The flexibility in India’s economy comes from having an informal sector that is not protected, is very vulnerable and is struggling. Until we see a recovery in the informal sector, a substantive recovery in informal employment, we’re not going to see a sustained ongoing recovery and get back to the kind of growth engine that we had for 30 years.
There is also a need for social investment in schooling and skilling. In terms of our school outcomes, we were not in a good position before the pandemic serious backsliding has happened in the last 18 months from an already low position. It is the longest hanging damaging factor in our prospects as a country if we cannot get our schooling right or if we cannot skill people. We will not have a population with the essential skills that they need to participate in the modern economy if we do not get this right. We need to increase social sector investment in not just the education system but also in the public health systems through the states.
During the COVID-19 pandemic, people at the top have not suffered, while people at the bottom have been hit very hard because of the digital divide. An important immediate challenge is to electronically equip people and not allow them trapped in digital apartheid which perpetuates their poverty forever. At the low end, everyone should be given a mini tab for life which they can use to access health, some government schemes and actions.

────────

◆ **TASK STATEMENT**:
Transcribe the passage on India's economic recovery word for word, starting at "There is also" and ending at "through the states.". Rely only on the passage on India's economic recovery.

────────

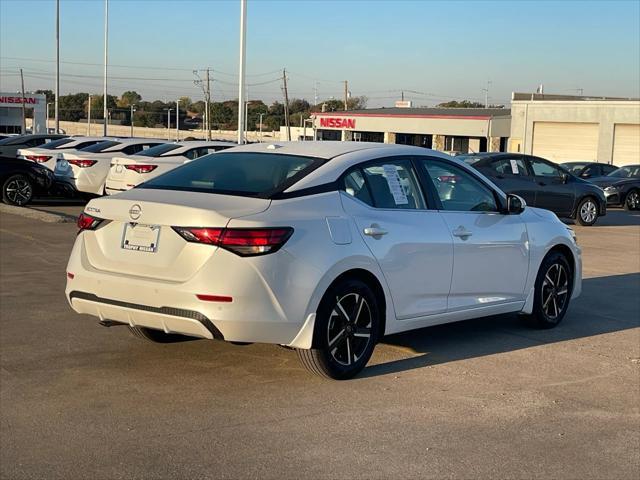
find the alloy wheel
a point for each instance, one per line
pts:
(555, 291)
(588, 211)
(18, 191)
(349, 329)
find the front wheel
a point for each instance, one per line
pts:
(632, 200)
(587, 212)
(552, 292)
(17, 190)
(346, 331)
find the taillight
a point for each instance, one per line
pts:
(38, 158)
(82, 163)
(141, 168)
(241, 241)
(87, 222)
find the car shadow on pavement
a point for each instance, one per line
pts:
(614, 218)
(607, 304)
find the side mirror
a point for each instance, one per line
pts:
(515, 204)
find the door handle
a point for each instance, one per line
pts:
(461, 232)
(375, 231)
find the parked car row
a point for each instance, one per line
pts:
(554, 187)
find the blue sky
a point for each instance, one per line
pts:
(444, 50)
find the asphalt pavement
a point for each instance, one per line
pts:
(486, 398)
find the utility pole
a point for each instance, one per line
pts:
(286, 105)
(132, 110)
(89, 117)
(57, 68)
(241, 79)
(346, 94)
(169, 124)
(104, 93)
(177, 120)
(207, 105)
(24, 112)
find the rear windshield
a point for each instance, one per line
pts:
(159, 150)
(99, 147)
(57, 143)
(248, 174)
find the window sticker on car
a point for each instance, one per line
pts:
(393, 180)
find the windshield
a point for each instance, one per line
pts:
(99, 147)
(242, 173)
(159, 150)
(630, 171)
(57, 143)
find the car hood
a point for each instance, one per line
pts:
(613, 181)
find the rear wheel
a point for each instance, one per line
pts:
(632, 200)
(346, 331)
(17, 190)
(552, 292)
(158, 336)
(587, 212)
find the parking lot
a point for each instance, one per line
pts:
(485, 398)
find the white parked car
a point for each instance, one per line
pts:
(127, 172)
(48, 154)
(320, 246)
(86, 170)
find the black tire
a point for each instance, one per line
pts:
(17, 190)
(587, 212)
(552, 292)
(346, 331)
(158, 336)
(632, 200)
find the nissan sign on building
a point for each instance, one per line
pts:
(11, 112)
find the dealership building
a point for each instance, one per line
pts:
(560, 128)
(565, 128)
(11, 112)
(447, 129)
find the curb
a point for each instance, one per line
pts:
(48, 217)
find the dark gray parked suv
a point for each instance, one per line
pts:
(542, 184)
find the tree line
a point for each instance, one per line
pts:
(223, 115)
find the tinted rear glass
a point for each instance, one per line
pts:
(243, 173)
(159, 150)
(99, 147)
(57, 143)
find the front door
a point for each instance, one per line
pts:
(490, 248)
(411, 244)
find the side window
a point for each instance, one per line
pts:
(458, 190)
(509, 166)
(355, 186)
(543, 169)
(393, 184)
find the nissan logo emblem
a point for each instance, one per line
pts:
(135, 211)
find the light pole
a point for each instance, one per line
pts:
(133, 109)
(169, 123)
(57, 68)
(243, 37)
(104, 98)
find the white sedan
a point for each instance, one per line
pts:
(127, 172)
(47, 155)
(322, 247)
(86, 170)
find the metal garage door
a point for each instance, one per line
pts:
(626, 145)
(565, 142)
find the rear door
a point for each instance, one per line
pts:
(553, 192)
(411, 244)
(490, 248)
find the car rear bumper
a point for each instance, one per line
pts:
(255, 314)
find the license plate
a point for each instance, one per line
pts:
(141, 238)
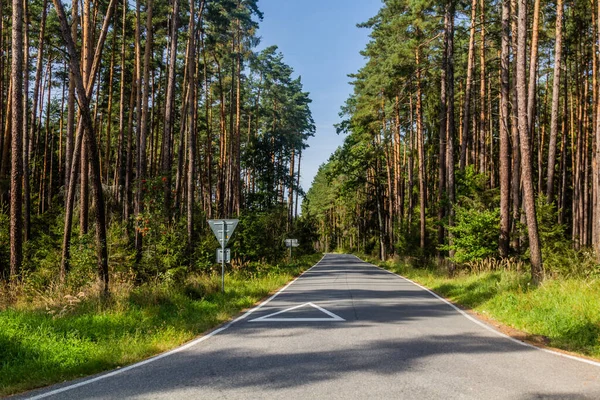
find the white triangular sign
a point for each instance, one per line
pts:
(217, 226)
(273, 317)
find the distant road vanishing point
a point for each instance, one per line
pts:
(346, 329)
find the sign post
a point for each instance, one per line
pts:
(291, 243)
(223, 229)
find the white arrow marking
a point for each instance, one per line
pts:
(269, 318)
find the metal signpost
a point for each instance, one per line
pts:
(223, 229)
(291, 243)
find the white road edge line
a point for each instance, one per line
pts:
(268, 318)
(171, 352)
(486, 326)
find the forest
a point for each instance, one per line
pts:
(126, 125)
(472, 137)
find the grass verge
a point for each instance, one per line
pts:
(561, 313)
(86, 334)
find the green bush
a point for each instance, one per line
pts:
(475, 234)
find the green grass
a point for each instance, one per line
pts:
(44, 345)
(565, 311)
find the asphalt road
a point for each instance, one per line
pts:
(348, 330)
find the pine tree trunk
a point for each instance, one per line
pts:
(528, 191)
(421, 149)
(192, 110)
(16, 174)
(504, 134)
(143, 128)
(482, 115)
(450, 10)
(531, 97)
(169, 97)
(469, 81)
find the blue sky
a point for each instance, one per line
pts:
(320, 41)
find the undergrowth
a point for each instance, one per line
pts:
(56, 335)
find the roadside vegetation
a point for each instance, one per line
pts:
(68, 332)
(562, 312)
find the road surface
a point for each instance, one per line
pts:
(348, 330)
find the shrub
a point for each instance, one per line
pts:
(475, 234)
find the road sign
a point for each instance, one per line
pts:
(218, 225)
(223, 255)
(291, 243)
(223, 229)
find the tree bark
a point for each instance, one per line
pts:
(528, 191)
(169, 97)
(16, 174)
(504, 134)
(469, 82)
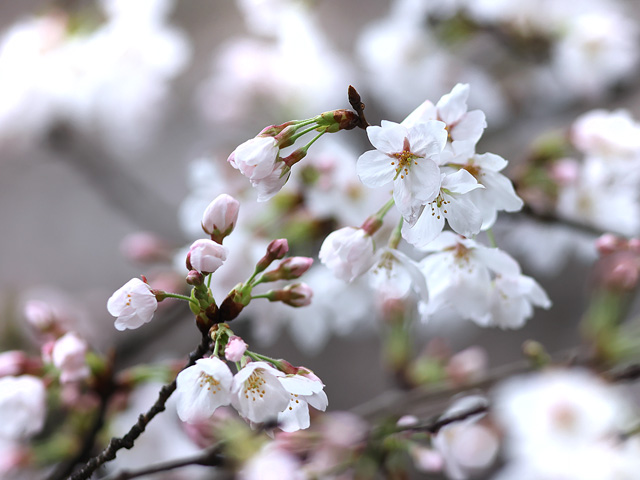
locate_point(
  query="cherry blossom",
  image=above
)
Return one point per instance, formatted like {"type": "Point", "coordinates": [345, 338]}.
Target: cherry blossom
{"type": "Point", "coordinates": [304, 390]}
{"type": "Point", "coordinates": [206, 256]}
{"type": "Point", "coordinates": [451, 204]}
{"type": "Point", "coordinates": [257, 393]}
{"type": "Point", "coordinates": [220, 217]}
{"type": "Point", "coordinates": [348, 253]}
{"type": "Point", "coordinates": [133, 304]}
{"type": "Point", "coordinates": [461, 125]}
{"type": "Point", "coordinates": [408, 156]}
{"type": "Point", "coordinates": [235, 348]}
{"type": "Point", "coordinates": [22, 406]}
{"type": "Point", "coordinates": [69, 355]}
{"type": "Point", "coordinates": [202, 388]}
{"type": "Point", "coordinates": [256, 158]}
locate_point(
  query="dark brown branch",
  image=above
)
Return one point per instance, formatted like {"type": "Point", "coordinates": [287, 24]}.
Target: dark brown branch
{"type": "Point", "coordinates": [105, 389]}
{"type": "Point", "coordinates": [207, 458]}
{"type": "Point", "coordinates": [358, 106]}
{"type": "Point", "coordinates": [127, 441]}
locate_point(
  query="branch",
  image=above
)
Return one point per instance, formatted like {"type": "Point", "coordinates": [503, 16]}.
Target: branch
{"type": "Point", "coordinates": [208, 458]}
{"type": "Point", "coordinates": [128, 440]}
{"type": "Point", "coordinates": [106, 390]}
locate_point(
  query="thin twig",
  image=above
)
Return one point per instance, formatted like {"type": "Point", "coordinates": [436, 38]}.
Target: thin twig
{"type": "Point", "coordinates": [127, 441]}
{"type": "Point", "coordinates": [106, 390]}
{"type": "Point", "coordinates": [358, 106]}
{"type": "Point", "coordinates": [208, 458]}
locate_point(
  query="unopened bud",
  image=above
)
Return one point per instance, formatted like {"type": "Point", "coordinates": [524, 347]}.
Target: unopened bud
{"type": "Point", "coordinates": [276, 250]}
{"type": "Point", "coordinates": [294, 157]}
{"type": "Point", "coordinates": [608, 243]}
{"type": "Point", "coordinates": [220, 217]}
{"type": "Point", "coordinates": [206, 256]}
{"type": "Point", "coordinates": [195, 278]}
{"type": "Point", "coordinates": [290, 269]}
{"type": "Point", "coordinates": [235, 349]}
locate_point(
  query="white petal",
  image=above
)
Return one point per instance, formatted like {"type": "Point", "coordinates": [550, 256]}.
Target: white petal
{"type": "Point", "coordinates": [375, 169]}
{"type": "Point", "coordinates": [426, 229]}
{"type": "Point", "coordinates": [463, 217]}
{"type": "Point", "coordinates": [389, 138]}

────────

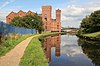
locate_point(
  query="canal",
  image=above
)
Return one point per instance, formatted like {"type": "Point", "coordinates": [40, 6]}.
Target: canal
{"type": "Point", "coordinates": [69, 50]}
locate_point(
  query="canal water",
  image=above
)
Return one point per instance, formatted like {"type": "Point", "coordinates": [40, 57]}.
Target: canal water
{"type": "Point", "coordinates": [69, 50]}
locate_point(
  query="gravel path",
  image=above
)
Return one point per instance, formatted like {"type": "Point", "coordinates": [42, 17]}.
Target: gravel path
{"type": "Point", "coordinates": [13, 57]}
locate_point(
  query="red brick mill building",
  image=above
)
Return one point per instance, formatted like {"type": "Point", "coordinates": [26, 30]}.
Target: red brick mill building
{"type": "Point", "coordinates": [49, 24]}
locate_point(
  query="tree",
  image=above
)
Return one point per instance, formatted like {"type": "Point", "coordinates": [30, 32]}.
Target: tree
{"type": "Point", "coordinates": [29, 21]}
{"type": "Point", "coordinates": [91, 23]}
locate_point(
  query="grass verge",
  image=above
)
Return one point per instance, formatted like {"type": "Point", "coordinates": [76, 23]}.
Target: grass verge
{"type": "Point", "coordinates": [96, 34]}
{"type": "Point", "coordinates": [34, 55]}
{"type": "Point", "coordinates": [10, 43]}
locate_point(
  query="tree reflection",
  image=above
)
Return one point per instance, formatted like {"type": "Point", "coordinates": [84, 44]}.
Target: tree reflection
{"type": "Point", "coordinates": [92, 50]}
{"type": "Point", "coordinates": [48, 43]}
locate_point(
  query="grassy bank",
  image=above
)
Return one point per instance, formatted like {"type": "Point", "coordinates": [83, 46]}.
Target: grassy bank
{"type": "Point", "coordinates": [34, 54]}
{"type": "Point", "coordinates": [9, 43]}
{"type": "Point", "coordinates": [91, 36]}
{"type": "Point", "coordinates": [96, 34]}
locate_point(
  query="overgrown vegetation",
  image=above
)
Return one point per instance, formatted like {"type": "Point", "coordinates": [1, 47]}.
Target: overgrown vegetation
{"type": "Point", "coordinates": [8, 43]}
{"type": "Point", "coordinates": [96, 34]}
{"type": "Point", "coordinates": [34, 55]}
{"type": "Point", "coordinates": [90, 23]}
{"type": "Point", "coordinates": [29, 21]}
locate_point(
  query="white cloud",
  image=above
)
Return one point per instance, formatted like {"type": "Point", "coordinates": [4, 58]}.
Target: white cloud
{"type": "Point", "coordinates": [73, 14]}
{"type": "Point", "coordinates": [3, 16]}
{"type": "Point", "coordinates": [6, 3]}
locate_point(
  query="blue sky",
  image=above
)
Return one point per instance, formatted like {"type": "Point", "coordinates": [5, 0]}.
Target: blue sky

────────

◆ **OUTPUT OF THE TASK**:
There is also a need for social investment in schooling and skilling. In terms of our school outcomes, we were not in a good position before the pandemic serious backsliding has happened in the last 18 months from an already low position. It is the longest hanging damaging factor in our prospects as a country if we cannot get our schooling right or if we cannot skill people. We will not have a population with the essential skills that they need to participate in the modern economy if we do not get this right. We need to increase social sector investment in not just the education system but also in the public health systems through the states.